### [PROBLEM TO WORK ON]
Copy each entry below exactly as it appears.

### [RECORD EXTRACTS]
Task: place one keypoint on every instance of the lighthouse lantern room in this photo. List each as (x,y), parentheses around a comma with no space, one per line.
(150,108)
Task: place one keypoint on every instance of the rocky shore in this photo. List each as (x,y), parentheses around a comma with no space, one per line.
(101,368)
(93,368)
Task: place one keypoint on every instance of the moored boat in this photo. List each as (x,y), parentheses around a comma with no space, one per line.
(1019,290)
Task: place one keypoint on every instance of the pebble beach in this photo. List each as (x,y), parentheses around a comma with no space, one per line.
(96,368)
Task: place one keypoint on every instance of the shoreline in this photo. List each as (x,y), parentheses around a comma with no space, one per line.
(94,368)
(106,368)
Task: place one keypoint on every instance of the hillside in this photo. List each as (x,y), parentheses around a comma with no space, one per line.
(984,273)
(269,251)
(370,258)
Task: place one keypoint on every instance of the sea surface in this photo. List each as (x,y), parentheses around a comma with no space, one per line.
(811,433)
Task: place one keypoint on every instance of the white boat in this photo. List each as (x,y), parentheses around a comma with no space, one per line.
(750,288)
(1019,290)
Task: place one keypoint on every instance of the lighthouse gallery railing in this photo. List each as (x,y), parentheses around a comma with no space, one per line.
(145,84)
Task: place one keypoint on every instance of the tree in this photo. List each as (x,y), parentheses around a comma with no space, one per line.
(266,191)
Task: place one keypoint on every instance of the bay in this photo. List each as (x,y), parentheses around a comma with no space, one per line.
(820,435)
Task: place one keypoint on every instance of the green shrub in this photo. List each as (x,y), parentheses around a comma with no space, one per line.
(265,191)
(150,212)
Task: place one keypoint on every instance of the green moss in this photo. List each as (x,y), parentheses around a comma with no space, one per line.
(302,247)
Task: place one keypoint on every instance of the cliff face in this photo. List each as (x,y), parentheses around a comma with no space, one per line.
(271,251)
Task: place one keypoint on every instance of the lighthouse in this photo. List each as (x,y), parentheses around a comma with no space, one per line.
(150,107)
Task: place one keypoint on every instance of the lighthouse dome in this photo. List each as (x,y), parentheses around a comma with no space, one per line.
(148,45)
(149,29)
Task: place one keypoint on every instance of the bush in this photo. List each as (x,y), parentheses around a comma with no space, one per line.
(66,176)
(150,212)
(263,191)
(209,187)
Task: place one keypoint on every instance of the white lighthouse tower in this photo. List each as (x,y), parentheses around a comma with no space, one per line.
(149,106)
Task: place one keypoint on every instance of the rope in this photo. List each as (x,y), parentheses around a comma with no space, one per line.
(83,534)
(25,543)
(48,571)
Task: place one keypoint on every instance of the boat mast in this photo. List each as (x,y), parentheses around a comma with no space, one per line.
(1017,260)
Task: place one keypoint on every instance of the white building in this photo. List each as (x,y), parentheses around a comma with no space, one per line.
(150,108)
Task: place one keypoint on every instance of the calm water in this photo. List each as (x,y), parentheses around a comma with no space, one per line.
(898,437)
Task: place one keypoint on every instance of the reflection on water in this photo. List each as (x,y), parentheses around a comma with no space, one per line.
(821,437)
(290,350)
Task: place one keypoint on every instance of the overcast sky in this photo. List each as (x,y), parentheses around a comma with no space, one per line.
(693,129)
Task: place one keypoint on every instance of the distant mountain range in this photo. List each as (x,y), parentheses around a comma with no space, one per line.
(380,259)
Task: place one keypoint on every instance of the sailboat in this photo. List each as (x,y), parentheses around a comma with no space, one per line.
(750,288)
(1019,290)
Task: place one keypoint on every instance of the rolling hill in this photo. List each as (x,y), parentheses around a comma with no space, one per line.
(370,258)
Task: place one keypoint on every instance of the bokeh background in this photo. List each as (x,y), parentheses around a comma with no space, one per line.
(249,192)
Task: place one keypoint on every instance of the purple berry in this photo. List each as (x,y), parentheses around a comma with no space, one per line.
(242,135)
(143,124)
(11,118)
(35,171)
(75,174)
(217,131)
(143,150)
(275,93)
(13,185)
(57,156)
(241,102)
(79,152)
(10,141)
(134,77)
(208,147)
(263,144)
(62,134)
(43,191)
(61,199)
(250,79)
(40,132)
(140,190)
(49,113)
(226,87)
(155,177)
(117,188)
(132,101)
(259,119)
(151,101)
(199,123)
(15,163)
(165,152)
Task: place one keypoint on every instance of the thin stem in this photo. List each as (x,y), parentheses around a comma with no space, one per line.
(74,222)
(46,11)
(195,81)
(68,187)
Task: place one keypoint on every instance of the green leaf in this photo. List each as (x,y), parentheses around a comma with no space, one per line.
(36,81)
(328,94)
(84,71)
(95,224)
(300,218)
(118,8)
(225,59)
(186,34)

### [PROBLEM SOLUTION]
Task: place one keypoint on every instance of the lighthouse lantern room in this photo. List each as (x,y), parentheses around a comma with no space, one per line.
(150,108)
Task: place one keypoint on every instance of the rocky shore in this photo. List each as (x,y), parentheses around a comma with no space, one per line.
(101,368)
(93,368)
Task: place one keypoint on every instance of the moored boat in this photo. List each as (x,y), parentheses around a comma with no space, one per line.
(1019,290)
Task: place one keypoint on every instance of the pebble beach in this photo. List each as (x,y), parentheses around a comma with no space, one per line.
(96,368)
Task: place one keypoint on every instance of the shoreline in this photo. List each as (x,y), parentheses around a comma with no space, one per line.
(94,368)
(106,368)
Task: place one keypoint on every instance of the hillside in this photo. List each as (x,y), parentheses around a comma with no space, one per line.
(984,273)
(269,251)
(370,258)
Task: place one keypoint on every instance of the sea surface in this photo. List each as (x,y), parentheses around a comma with no space, one per line.
(811,433)
Task: place one keypoint on every instance of the white boat in this photo. List each as (x,y), parentheses around a comma with no space, one per line.
(750,288)
(1019,290)
Task: place one keypoint on every instance of the lighthouse gallery railing in this photo. List each as (x,y), parentheses around a comma with no space, one per line.
(145,84)
Task: place one keypoint on every instance of the tree in this photo. List each as (x,y), parentheses around a comma with no space, one per line.
(266,191)
Task: place one keypoint on every instance of the bay in this photo. List each as (x,y), parentheses around a comma with no space, one per line.
(820,435)
Task: place one keypoint on every instance of the green shrub in this photo. List each as (x,y), parentheses around a comma with no space, one per line.
(265,191)
(150,212)
Task: place one keypoint on every instance of the green moss in this photo. List each as (x,y), parentheses around a comma with no space, one per line.
(302,247)
Task: place one keypoint on every instance of the cliff face in this photo. List each as (x,y), parentheses around a comma with no space, one per line.
(271,251)
Task: place one keypoint on every instance of the lighthouse in this photo. List each as (x,y), parentheses around a comma with no space, one per line.
(150,107)
Task: place one keypoint on every instance of the lighthouse dome in this photo. List each as (x,y), parentheses around a comma with no space, one per line.
(148,45)
(149,29)
Task: place one keypoint on every instance of the bush in this photo. List each as (x,y), parentheses around a comma with no space, one per line.
(66,176)
(150,212)
(263,191)
(209,187)
Task: place one keypoint on every instance of the white lighthouse tower in this photo. List each as (x,y), parentheses around a comma with no space, one per line.
(149,106)
Task: place one keypoint on every instance of the rope in this photo. List each as (x,y), parentheses around a comma with no space, one per line.
(83,534)
(25,543)
(48,571)
Task: place one keypoint on every instance of the boat mast in this photo. List each as (x,y), parentheses around a comma with no space, one per line.
(1017,260)
Task: place one keypoint on every instance of the white building in this photo. List each as (x,y), parentheses around a comma with no space, one per line.
(150,108)
Task: place one keypoint on every instance of the calm water in this photo. List each as (x,y), parentheses around a comma with no space, one per line.
(898,437)
Task: place one keypoint on every instance of the reflection on water in this photo. List each as (x,y), parentheses around a comma with no space, one per line.
(821,437)
(290,350)
Task: place one keypoint on every instance of the overcast sky in this photo. List each as (x,y), parentheses around a comma with no space, one per line.
(693,129)
Task: place one keypoint on every instance of the distant mountain range in this photo. List each as (x,y), parentheses around a comma with no space, one per line.
(380,259)
Task: place one keypoint on every instance of the sailboat in this photo. List each as (x,y), parentheses around a comma with no space, one per line.
(750,288)
(1019,290)
Task: place one keypoint on every instance of the rolling hill in this photo. List each as (x,y), parentheses around a comma with no space, one per line.
(370,258)
Task: place one keypoint on every instance of the bokeh background in this photo. List each as (x,y), parentheses around a comma with no space, one per line.
(249,192)
Task: place one keypoint on every instance of the purple berry in this photo. List each as (x,y), parentheses around a comma with no space, one per line.
(242,135)
(143,124)
(11,118)
(35,171)
(75,174)
(217,131)
(143,150)
(275,93)
(13,185)
(57,156)
(241,102)
(79,152)
(10,141)
(134,77)
(208,147)
(263,144)
(62,134)
(43,191)
(61,199)
(250,79)
(40,132)
(140,190)
(49,113)
(226,87)
(155,177)
(117,188)
(132,101)
(259,119)
(151,101)
(199,123)
(15,163)
(165,152)
Task: place one keypoint on every instance of the thin stem in this photo. List each as (x,y), parentheses around a comma with no space, one per line.
(74,222)
(46,11)
(195,81)
(68,187)
Task: place one keypoint on every instance of the green leaf in this photo. List each as (x,y), parentheses around a comma with no space, one per line.
(36,81)
(328,94)
(84,71)
(95,224)
(300,218)
(118,8)
(225,59)
(186,34)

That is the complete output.